◆ Exercise prompt: Reproduce the lines of the material exactly, beginning with the line that contains "Could you kindly segment every instance of the black" and ending with the line that contains "439 720 L 444", both included.

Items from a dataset
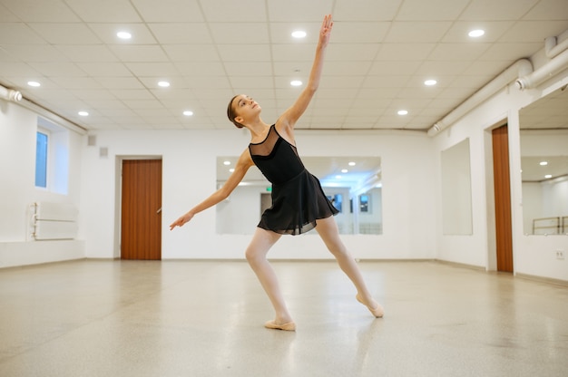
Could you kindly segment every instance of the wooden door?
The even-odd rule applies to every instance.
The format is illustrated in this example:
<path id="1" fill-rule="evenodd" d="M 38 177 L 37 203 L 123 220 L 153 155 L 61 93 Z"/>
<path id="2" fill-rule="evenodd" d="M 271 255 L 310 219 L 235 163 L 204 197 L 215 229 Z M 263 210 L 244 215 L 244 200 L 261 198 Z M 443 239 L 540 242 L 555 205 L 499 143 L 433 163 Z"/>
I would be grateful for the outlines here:
<path id="1" fill-rule="evenodd" d="M 493 170 L 495 195 L 495 238 L 497 271 L 513 272 L 511 229 L 511 179 L 507 125 L 492 131 Z"/>
<path id="2" fill-rule="evenodd" d="M 162 160 L 122 161 L 122 259 L 162 259 Z"/>

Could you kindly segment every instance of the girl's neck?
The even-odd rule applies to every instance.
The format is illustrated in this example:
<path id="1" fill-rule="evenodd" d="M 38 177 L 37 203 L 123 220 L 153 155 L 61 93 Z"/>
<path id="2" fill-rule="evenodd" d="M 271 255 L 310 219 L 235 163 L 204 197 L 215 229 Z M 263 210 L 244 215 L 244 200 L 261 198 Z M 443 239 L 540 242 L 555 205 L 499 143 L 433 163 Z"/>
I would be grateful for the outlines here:
<path id="1" fill-rule="evenodd" d="M 246 127 L 250 131 L 250 138 L 252 140 L 255 140 L 258 138 L 263 139 L 264 136 L 266 136 L 268 129 L 270 127 L 270 125 L 262 121 L 261 119 L 259 119 L 257 121 L 246 124 Z"/>

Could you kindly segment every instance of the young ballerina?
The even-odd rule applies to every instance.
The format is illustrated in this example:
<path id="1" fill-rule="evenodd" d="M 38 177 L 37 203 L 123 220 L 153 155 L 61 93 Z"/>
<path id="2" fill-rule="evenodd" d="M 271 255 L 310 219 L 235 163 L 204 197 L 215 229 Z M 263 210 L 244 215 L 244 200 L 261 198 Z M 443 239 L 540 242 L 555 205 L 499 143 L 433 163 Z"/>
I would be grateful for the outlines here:
<path id="1" fill-rule="evenodd" d="M 275 124 L 269 125 L 260 119 L 261 108 L 252 98 L 240 94 L 230 100 L 227 115 L 235 126 L 250 131 L 250 144 L 239 158 L 234 172 L 223 187 L 170 226 L 170 230 L 181 227 L 195 214 L 225 199 L 251 166 L 256 165 L 260 169 L 272 183 L 272 207 L 262 214 L 245 255 L 274 306 L 275 319 L 265 324 L 265 327 L 270 329 L 294 331 L 296 324 L 288 311 L 267 254 L 282 235 L 299 235 L 314 227 L 340 268 L 355 285 L 357 300 L 376 317 L 383 316 L 383 308 L 371 297 L 355 260 L 339 238 L 333 217 L 338 210 L 328 200 L 318 179 L 304 168 L 295 146 L 294 126 L 319 84 L 324 53 L 332 27 L 331 15 L 327 15 L 319 31 L 308 84 L 296 102 Z"/>

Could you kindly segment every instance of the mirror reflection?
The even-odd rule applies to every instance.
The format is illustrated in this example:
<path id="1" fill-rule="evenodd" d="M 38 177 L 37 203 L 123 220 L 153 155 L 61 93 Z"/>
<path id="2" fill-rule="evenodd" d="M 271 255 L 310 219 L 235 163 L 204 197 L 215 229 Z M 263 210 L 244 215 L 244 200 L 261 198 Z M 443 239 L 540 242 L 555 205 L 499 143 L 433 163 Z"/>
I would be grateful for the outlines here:
<path id="1" fill-rule="evenodd" d="M 218 188 L 225 183 L 237 160 L 238 156 L 217 158 Z M 340 234 L 382 234 L 379 157 L 304 156 L 302 161 L 339 210 L 335 218 Z M 250 168 L 227 200 L 217 205 L 217 233 L 252 234 L 260 215 L 271 205 L 270 192 L 270 183 L 258 169 Z"/>
<path id="2" fill-rule="evenodd" d="M 568 235 L 568 90 L 519 111 L 523 227 L 527 235 Z"/>
<path id="3" fill-rule="evenodd" d="M 471 235 L 469 139 L 442 151 L 442 220 L 445 235 Z"/>

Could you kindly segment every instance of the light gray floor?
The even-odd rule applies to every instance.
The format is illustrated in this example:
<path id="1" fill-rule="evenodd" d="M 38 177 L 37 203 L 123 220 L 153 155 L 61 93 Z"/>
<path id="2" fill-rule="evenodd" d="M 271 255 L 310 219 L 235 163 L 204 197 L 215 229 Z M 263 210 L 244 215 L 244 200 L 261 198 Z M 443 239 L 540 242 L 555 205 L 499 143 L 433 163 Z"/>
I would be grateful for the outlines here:
<path id="1" fill-rule="evenodd" d="M 244 262 L 0 270 L 0 376 L 566 376 L 568 288 L 433 262 L 276 262 L 295 333 Z"/>

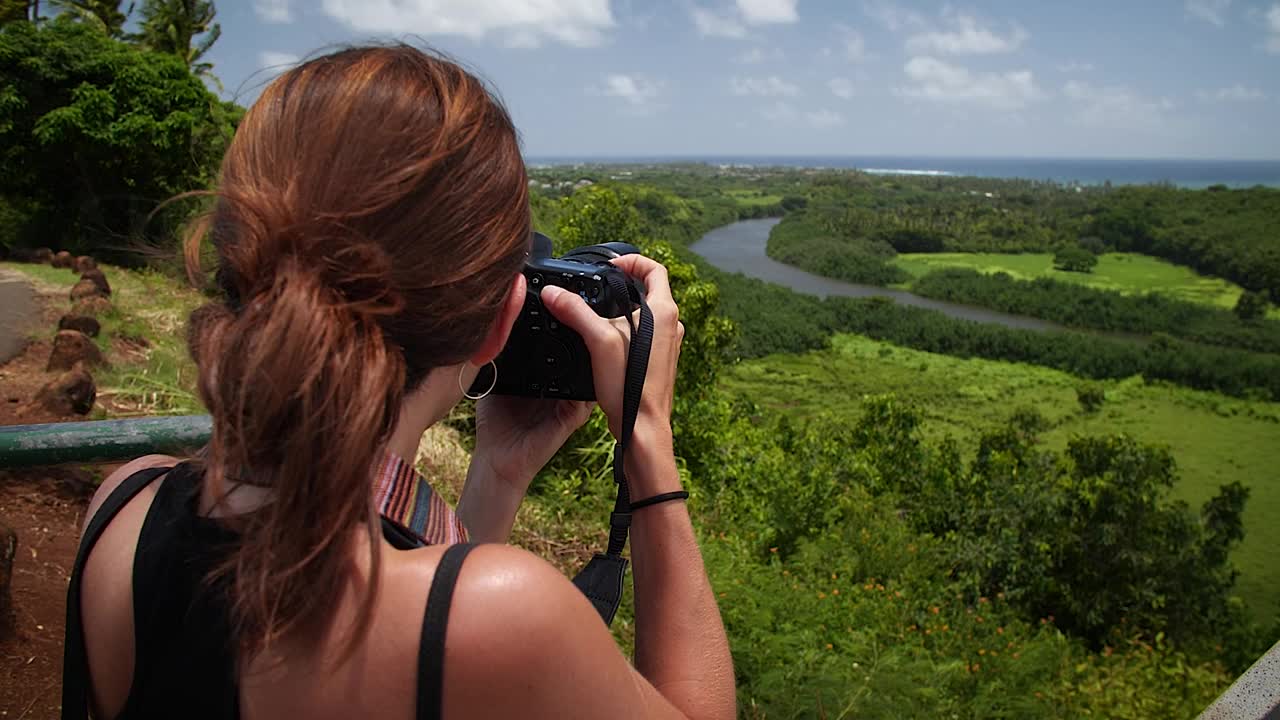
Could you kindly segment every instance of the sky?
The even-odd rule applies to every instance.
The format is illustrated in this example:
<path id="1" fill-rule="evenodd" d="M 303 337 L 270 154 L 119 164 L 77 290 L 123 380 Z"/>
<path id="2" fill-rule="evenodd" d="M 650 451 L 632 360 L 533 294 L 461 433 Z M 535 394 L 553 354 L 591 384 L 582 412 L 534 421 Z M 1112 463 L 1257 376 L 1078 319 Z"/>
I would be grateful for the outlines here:
<path id="1" fill-rule="evenodd" d="M 250 104 L 404 40 L 484 77 L 550 156 L 1280 159 L 1277 0 L 221 0 Z"/>

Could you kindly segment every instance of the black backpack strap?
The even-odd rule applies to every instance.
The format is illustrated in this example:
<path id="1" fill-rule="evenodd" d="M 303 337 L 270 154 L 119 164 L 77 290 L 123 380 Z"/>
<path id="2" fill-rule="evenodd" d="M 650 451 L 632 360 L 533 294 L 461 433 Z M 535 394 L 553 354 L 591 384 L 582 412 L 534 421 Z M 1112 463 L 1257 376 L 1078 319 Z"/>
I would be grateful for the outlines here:
<path id="1" fill-rule="evenodd" d="M 81 579 L 90 551 L 102 536 L 102 530 L 142 488 L 151 484 L 173 468 L 147 468 L 124 479 L 106 502 L 97 509 L 84 528 L 79 551 L 76 553 L 76 566 L 72 582 L 67 588 L 67 634 L 63 647 L 63 720 L 84 720 L 88 717 L 88 655 L 84 651 L 84 625 L 81 619 Z"/>
<path id="2" fill-rule="evenodd" d="M 439 720 L 444 712 L 444 634 L 449 628 L 449 605 L 462 561 L 474 544 L 453 544 L 435 568 L 431 592 L 426 596 L 422 639 L 417 648 L 417 717 Z"/>

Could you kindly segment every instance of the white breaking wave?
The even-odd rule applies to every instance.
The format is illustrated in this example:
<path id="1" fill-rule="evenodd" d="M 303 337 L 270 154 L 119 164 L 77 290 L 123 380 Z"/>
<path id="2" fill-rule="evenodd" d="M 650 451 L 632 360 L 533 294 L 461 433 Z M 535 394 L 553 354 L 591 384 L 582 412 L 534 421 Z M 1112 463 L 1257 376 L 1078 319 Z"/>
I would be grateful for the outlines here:
<path id="1" fill-rule="evenodd" d="M 951 170 L 906 170 L 900 168 L 867 168 L 864 173 L 873 176 L 954 176 Z"/>

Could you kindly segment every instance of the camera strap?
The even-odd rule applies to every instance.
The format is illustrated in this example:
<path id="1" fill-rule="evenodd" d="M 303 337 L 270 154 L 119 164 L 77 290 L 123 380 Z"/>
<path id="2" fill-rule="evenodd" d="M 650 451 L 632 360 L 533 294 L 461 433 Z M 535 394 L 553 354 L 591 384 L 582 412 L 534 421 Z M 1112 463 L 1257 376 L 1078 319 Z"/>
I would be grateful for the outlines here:
<path id="1" fill-rule="evenodd" d="M 609 514 L 609 546 L 605 552 L 596 552 L 582 571 L 573 578 L 573 584 L 591 601 L 604 624 L 613 623 L 613 616 L 622 605 L 622 582 L 627 573 L 627 560 L 622 550 L 627 544 L 627 532 L 631 528 L 631 489 L 623 468 L 631 434 L 635 432 L 636 416 L 640 414 L 640 397 L 644 395 L 644 380 L 649 372 L 649 350 L 653 346 L 653 313 L 645 302 L 644 293 L 621 273 L 608 273 L 609 291 L 630 297 L 640 306 L 640 322 L 627 315 L 631 327 L 631 345 L 627 351 L 627 369 L 622 384 L 622 434 L 613 446 L 613 482 L 618 486 L 613 512 Z"/>

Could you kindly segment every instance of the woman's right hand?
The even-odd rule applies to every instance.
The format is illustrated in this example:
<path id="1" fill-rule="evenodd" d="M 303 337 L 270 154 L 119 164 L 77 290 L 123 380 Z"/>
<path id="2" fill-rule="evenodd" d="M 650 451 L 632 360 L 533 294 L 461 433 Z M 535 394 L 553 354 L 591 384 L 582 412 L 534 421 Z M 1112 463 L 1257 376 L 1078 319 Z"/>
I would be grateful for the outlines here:
<path id="1" fill-rule="evenodd" d="M 680 323 L 680 309 L 671 296 L 667 268 L 643 255 L 623 255 L 614 258 L 612 263 L 644 283 L 649 310 L 653 313 L 653 345 L 649 350 L 649 370 L 640 400 L 640 414 L 636 418 L 636 437 L 669 446 L 672 393 L 685 325 Z M 613 437 L 621 437 L 622 393 L 631 338 L 627 319 L 602 318 L 579 295 L 554 286 L 541 290 L 541 300 L 557 320 L 582 336 L 586 350 L 591 354 L 595 400 L 609 419 Z"/>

◆ Response:
Could you kindly segment every instance of the black backpack strap?
The even-odd rule applies to every instance.
The format is illustrated in this example:
<path id="1" fill-rule="evenodd" d="M 303 337 L 270 154 L 119 164 L 77 290 L 123 380 Z"/>
<path id="2" fill-rule="evenodd" d="M 650 451 L 632 360 L 533 294 L 461 433 Z M 535 394 L 553 354 L 591 384 L 582 412 L 534 421 Z M 1112 463 L 1257 376 L 1078 319 Z"/>
I would be grateful for the outlines here:
<path id="1" fill-rule="evenodd" d="M 81 579 L 90 551 L 102 536 L 102 530 L 142 488 L 151 484 L 173 468 L 147 468 L 124 479 L 106 502 L 97 509 L 84 528 L 79 551 L 76 553 L 76 566 L 72 582 L 67 588 L 67 634 L 63 647 L 63 720 L 84 720 L 88 717 L 88 655 L 84 651 L 84 625 L 81 619 Z"/>
<path id="2" fill-rule="evenodd" d="M 439 720 L 444 712 L 444 634 L 449 628 L 449 605 L 462 561 L 474 544 L 453 544 L 435 568 L 431 592 L 426 596 L 422 639 L 417 648 L 417 717 Z"/>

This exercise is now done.